■ **Arbeitsaufträge**:
a - Welcher Schauspieler verkörpert laut der Inhaltsangabe über Hervé die Figur Camel?
b - Schreibe die Inhaltsangabe über Hervé und seine Klasse im Anschluss an ihren letzten Satz weiter.

■ **Seitentext**:
»»
Hervé (Vincent Lacoste) ist ungelenk und unsicher, wie Jungs in seinem Alter oft sind; er verbringt viel Zeit mit seinem Freund Camel (Anthony Sonigo), die beiden sind, wie noch ein paar andere in ihrer Klasse, Außenseiter: nicht besonders sportlich und auch sonst sehr durchschnittlich. Mit Camel redet er viel über Mädchen und Sex, ohne dass einer von beiden da aus eigener Erfahrung sprechen könnte; seine Avancen einem Mädchen gegenüber führen schließlich dazu, dass sich die ganze Klasse über ihn lustig macht. Aurore (Alice Trémolière) interessiert sich allerdings doch für ihn, und so hat Hervé plötzlich eine Freundin – aber damit wird es natürlich erst richtig kompliziert.
««
■ **Gegebene Daten**:
»»
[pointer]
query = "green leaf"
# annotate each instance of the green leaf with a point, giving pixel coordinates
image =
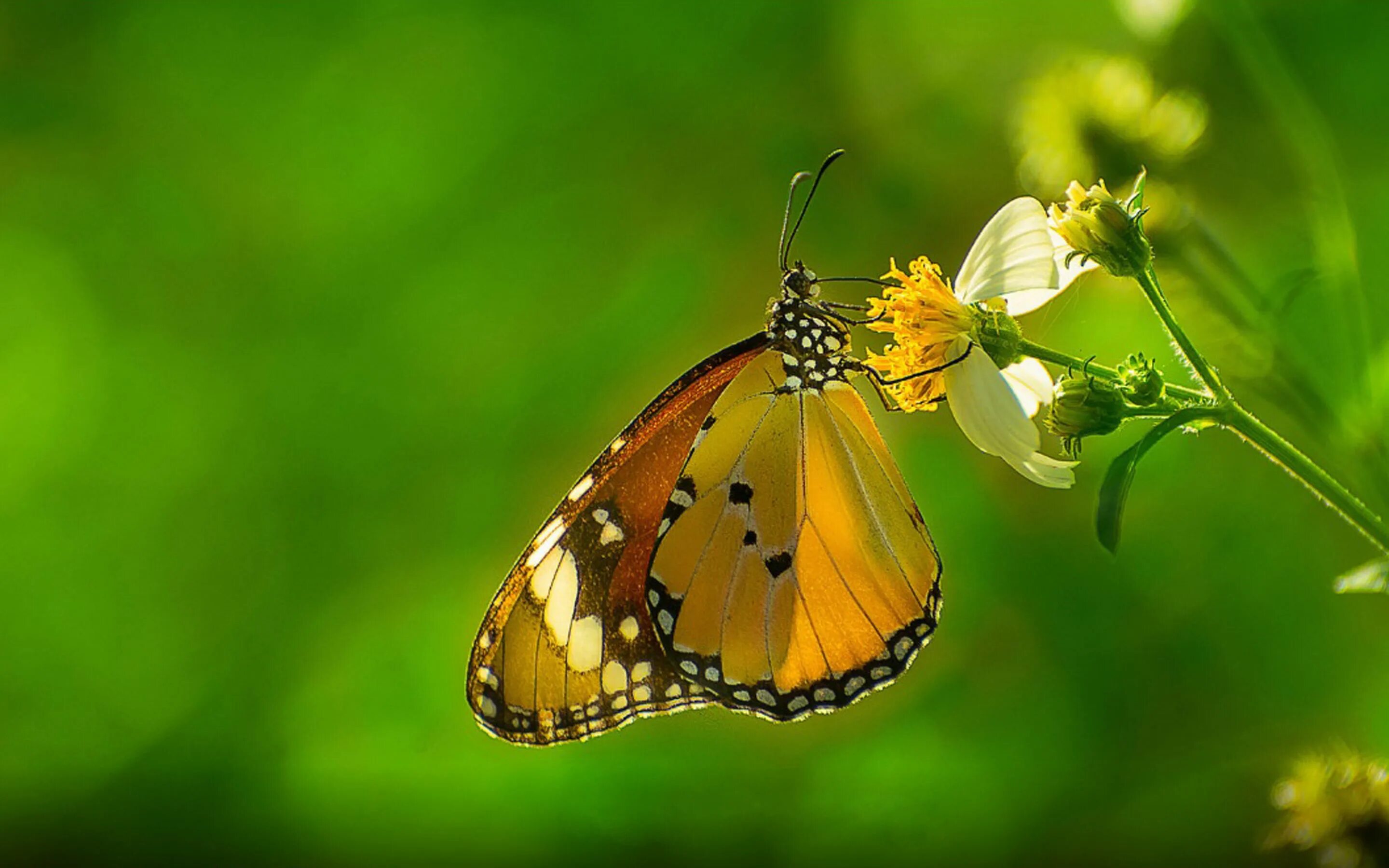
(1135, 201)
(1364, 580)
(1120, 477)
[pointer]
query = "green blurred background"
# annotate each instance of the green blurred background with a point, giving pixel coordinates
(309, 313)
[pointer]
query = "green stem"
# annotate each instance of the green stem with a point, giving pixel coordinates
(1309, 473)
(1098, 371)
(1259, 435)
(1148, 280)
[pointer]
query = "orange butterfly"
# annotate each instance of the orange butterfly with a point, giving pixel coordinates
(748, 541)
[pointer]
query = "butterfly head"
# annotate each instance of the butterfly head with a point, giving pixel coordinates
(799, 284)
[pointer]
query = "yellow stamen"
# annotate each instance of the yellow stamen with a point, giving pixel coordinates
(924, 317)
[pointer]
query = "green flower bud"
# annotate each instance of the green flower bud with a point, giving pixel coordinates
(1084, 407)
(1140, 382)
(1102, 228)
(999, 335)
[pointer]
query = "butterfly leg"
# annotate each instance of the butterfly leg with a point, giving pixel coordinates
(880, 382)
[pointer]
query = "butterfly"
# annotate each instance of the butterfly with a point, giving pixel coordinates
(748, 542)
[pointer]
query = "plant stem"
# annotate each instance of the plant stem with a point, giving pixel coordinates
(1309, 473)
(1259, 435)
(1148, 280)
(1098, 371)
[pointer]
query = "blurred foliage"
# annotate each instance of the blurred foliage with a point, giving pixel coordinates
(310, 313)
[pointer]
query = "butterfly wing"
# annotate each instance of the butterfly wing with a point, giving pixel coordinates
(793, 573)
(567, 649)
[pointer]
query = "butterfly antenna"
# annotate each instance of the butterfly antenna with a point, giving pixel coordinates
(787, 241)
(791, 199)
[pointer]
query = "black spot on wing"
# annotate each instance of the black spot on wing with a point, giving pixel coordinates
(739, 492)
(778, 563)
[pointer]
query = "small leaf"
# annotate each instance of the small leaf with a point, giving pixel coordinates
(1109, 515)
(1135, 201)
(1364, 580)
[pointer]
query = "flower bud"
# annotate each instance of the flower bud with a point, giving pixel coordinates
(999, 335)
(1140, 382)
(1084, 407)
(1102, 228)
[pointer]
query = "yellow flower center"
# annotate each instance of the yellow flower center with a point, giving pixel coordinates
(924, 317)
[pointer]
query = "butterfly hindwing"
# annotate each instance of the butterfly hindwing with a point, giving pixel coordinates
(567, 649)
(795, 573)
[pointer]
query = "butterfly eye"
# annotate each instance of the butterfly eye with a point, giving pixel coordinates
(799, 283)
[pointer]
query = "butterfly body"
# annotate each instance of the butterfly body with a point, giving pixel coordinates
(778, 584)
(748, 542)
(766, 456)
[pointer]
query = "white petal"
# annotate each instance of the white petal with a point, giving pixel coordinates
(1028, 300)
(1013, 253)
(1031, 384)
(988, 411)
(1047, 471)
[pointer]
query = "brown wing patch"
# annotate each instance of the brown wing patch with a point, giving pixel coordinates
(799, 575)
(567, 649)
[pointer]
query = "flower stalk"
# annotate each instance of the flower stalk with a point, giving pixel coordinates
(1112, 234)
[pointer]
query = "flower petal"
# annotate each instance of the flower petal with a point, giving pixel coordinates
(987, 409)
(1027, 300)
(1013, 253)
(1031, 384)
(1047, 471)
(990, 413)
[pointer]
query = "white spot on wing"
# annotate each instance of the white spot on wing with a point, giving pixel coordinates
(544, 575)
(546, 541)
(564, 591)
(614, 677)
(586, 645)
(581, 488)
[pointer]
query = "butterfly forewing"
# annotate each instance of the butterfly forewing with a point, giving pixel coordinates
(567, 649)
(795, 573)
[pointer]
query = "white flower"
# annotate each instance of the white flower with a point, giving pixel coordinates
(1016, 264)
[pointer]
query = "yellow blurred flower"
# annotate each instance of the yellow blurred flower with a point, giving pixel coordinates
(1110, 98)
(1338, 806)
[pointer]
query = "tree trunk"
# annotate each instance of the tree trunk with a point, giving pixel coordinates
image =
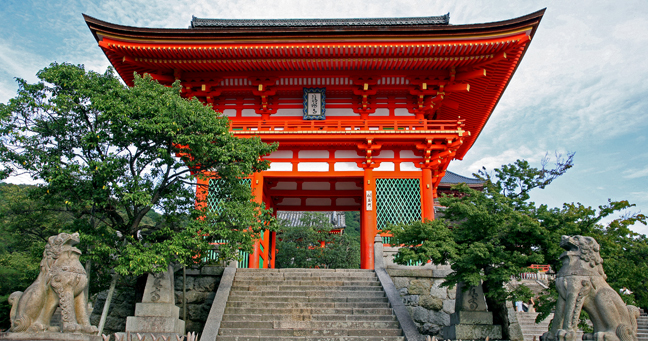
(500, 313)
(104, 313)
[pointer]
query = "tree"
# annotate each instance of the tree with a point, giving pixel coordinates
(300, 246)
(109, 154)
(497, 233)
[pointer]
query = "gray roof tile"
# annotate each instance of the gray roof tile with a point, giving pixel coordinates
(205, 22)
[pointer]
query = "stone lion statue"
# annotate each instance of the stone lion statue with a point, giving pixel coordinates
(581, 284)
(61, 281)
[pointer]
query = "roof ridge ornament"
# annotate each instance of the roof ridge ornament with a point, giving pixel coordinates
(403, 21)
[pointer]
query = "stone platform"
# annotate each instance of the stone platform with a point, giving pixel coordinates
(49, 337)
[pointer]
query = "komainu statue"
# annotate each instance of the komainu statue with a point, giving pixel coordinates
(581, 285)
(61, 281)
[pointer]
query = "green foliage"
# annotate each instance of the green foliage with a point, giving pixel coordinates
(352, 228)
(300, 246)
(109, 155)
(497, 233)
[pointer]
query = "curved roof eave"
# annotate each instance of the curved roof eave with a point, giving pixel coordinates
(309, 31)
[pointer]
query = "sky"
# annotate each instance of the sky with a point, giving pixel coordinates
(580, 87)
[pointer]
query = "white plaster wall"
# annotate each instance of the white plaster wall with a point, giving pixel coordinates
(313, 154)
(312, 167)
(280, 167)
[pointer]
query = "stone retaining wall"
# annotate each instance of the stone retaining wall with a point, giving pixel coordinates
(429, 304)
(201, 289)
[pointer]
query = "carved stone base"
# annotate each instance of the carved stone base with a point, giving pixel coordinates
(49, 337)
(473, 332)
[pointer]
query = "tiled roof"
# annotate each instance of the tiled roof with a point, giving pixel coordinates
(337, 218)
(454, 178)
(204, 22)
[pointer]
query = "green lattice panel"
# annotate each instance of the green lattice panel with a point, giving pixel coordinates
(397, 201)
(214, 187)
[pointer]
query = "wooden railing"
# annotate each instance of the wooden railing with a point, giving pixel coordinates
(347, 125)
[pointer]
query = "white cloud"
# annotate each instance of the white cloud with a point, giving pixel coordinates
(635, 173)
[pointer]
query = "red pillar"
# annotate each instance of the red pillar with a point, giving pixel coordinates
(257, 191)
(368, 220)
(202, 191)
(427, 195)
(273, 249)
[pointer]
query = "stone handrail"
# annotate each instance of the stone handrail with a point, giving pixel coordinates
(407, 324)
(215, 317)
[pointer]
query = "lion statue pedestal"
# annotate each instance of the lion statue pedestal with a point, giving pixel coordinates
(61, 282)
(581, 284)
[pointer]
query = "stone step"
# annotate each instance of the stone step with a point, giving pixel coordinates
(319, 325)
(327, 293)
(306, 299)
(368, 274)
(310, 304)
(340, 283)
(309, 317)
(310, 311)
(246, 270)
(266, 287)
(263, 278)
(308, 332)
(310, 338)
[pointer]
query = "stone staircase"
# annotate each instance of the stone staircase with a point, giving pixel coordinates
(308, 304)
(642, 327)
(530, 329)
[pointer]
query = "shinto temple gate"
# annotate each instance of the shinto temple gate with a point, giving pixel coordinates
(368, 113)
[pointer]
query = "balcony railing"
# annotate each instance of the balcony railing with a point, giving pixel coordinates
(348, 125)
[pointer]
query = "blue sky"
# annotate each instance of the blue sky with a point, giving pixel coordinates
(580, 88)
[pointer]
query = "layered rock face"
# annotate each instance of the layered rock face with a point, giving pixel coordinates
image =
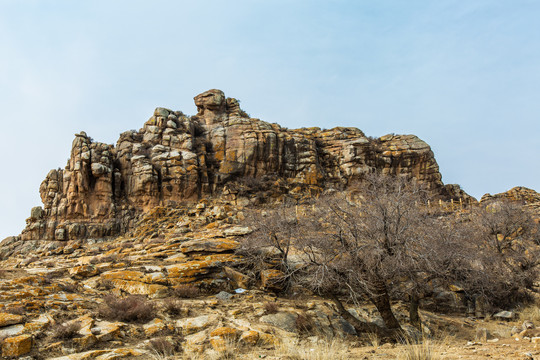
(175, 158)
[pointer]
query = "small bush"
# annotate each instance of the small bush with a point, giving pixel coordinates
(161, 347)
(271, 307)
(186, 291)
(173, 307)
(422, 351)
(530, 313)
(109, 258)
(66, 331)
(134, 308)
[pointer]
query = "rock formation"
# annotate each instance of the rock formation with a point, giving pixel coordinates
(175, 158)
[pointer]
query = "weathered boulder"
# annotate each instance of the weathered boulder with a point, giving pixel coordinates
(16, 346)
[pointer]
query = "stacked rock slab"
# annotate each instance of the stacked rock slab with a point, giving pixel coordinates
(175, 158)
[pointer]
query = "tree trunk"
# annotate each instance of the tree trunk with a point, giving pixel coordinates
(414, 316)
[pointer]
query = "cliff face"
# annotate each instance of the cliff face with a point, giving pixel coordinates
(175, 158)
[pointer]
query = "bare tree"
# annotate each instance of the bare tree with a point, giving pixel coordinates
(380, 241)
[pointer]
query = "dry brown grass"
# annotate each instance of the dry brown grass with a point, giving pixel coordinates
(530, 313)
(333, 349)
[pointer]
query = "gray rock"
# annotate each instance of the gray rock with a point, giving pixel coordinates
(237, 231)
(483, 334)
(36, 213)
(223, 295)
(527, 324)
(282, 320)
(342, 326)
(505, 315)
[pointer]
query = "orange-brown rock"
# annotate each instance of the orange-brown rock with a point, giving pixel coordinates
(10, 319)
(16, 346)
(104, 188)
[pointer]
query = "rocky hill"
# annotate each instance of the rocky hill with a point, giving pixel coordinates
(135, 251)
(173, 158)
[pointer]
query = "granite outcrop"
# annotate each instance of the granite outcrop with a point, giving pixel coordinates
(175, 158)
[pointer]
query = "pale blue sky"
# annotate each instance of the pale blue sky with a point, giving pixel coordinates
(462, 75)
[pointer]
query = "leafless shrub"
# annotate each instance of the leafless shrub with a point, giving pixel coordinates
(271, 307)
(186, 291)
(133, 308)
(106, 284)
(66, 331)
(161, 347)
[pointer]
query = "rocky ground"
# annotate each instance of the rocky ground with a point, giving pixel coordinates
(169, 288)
««
■ **Lösungen**:
a - Anthony Sonigo

b -
Schon im Vorspann küssen sich zwei Teenager, es ist eine feuchte Angelegenheit bar aller romantischen Verklärung, dafür mit viel Hingabe und Zunge. Die Haut ist unrein, die Frisuren sind katastrophal, die Erektionen unwillkürlich. Jungs bleiben Jungs – der deutsche Verleihtitel trifft die lakonische Ironie des französischen Les beaux gosses (etwa "Die hübschen Kerle") nicht – ist in seiner unverfälschten Direktheit gnadenlos; fast schon dokumentarisch ehrlich werden hier Leiden und Hässlichkeit des Heranwachsens thematisiert und gezeigt, ohne dass dies allerdings je in depressiven Weltschmerz abkippen würde. Eher findet sich hier die alltägliche Verzweiflung am eigenen Dasein wie an der Einmischung der Eltern.

Insbesondere Hervés alleinerziehende Mutter (Noémie Lvovsky) hat so ihre Schwierigkeiten damit, ihrem Sohn genug Raum zu geben. Nicht nur stürmt sie schon mal unangemeldet in sein Zimmer (wenn Hervé gerade dazu ansetzt, zum Anblick einer Nachbarin in Unterwäsche in eine Socke zu onanieren), sie lädt sich auch ungefragt mit auf die Party ein, zu der Aurore ihren Sohn eingeladen hat.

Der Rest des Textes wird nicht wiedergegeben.